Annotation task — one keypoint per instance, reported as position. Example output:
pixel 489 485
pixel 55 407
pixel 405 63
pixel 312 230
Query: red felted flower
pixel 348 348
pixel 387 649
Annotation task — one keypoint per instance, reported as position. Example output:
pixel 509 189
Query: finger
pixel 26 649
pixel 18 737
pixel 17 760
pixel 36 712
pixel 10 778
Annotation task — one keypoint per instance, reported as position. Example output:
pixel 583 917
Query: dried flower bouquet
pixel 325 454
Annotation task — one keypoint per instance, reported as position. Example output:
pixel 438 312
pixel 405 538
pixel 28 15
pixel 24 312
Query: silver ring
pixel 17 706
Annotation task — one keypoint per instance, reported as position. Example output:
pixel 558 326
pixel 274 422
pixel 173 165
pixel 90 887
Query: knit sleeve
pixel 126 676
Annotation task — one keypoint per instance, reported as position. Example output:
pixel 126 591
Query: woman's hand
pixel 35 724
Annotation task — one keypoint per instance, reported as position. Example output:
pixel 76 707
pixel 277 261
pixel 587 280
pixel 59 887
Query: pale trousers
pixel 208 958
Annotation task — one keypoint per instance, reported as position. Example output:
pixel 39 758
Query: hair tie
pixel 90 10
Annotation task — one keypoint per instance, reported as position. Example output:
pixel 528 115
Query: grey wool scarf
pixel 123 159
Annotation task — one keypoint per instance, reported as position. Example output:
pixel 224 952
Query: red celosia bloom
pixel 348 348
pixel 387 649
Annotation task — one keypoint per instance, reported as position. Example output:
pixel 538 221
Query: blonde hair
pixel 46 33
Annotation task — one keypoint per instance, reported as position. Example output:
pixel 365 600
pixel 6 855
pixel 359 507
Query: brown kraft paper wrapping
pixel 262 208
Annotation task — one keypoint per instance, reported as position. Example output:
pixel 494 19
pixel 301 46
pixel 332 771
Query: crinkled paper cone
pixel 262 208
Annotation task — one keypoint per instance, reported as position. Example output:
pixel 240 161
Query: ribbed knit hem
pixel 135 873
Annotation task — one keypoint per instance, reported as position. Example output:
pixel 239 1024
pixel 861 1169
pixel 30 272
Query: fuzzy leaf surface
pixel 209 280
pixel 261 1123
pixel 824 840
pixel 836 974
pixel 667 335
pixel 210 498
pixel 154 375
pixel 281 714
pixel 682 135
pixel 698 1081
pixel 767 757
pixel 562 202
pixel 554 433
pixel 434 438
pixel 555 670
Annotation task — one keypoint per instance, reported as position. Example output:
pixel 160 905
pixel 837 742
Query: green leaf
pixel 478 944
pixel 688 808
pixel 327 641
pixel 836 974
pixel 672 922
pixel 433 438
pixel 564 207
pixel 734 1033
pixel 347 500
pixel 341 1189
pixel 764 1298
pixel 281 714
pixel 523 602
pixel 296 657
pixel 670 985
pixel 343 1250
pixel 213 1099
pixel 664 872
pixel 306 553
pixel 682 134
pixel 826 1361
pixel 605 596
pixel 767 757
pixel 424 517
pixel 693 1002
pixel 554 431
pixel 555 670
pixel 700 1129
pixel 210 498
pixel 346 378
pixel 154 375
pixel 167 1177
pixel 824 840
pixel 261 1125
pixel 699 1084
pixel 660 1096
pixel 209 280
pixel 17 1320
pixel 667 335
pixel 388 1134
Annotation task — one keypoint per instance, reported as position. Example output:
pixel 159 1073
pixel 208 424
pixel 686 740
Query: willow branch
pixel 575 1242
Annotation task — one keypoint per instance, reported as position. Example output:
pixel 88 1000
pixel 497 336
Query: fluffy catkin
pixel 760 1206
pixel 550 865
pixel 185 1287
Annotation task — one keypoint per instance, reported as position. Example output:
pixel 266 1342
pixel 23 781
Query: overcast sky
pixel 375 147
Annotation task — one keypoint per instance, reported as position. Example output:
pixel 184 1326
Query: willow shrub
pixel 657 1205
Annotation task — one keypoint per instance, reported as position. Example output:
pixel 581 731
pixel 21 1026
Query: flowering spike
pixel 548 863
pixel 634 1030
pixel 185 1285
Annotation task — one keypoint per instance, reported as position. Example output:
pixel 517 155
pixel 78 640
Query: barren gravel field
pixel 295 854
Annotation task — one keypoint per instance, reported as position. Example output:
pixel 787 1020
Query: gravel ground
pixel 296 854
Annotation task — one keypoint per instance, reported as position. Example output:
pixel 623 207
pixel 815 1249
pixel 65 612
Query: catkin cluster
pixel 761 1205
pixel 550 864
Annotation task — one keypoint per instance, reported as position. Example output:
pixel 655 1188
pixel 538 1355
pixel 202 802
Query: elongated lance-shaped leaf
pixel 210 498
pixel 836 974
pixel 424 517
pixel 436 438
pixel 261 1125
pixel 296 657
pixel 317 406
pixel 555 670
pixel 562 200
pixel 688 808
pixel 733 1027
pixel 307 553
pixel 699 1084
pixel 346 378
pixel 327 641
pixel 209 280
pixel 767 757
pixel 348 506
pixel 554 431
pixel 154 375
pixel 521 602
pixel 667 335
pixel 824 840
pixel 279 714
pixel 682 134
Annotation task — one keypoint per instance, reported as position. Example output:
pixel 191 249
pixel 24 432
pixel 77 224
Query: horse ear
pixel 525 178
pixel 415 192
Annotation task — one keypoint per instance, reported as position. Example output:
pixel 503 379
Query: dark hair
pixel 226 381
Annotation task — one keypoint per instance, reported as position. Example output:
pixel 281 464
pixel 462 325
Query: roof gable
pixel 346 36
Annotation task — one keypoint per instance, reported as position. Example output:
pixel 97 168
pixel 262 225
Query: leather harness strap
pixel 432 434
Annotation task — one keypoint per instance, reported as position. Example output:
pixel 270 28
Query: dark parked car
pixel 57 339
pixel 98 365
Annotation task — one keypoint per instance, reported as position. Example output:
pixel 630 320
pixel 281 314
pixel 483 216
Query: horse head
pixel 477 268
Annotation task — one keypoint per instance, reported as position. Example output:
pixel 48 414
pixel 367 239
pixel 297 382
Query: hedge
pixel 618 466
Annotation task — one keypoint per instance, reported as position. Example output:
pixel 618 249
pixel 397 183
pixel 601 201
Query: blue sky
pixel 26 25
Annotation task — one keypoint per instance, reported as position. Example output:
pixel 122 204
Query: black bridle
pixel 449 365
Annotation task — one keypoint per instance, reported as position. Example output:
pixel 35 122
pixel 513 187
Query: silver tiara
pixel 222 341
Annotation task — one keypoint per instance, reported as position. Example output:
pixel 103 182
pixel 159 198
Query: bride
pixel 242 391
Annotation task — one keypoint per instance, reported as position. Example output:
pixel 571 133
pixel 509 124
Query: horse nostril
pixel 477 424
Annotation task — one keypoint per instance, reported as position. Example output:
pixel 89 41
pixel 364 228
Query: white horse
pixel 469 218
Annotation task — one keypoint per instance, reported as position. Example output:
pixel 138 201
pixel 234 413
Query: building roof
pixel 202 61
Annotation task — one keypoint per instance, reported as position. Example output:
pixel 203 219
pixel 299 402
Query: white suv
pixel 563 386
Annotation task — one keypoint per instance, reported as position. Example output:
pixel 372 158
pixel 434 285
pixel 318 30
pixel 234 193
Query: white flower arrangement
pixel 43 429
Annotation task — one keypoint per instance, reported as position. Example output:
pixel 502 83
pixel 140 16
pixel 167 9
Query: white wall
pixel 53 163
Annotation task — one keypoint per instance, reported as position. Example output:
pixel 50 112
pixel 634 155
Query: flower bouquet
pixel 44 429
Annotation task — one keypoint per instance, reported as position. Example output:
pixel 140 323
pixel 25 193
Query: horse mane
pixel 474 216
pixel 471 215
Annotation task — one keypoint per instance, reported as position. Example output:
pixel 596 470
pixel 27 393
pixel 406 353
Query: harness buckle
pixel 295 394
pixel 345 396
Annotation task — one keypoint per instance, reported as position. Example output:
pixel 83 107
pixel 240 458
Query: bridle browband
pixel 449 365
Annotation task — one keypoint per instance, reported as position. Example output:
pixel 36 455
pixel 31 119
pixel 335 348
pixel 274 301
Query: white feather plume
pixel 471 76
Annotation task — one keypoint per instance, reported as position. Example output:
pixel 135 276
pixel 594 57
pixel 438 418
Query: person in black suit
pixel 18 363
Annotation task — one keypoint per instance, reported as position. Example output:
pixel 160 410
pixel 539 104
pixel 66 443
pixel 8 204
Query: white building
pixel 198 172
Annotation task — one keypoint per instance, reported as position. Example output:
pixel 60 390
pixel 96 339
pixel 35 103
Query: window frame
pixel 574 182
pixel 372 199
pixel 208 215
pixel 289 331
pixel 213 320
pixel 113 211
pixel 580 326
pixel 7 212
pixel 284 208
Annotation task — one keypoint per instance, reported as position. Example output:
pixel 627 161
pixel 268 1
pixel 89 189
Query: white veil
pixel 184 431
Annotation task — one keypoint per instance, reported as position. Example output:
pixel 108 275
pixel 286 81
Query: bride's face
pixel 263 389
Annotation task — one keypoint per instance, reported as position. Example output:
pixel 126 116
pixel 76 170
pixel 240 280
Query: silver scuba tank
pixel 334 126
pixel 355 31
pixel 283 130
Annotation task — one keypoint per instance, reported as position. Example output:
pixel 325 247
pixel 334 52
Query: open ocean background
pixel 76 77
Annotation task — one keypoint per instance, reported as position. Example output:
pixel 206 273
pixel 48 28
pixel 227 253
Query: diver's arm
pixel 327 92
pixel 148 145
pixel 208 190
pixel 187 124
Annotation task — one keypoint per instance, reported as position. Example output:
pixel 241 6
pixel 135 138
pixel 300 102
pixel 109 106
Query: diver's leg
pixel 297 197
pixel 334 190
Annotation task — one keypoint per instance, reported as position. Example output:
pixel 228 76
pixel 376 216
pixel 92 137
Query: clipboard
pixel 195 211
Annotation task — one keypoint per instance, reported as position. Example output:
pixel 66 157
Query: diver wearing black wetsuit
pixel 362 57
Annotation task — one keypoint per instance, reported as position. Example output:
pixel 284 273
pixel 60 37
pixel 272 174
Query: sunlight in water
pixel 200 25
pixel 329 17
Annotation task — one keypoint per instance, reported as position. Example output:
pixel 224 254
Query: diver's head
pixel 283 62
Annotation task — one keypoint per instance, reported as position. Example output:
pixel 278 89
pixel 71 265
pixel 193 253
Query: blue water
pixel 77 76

> **Request**
Find every line in the lines above that contains the word "knit" and copy each one out, treating case as significant.

> **Written response**
Query: knit sleeve
Query: ribbed knit hem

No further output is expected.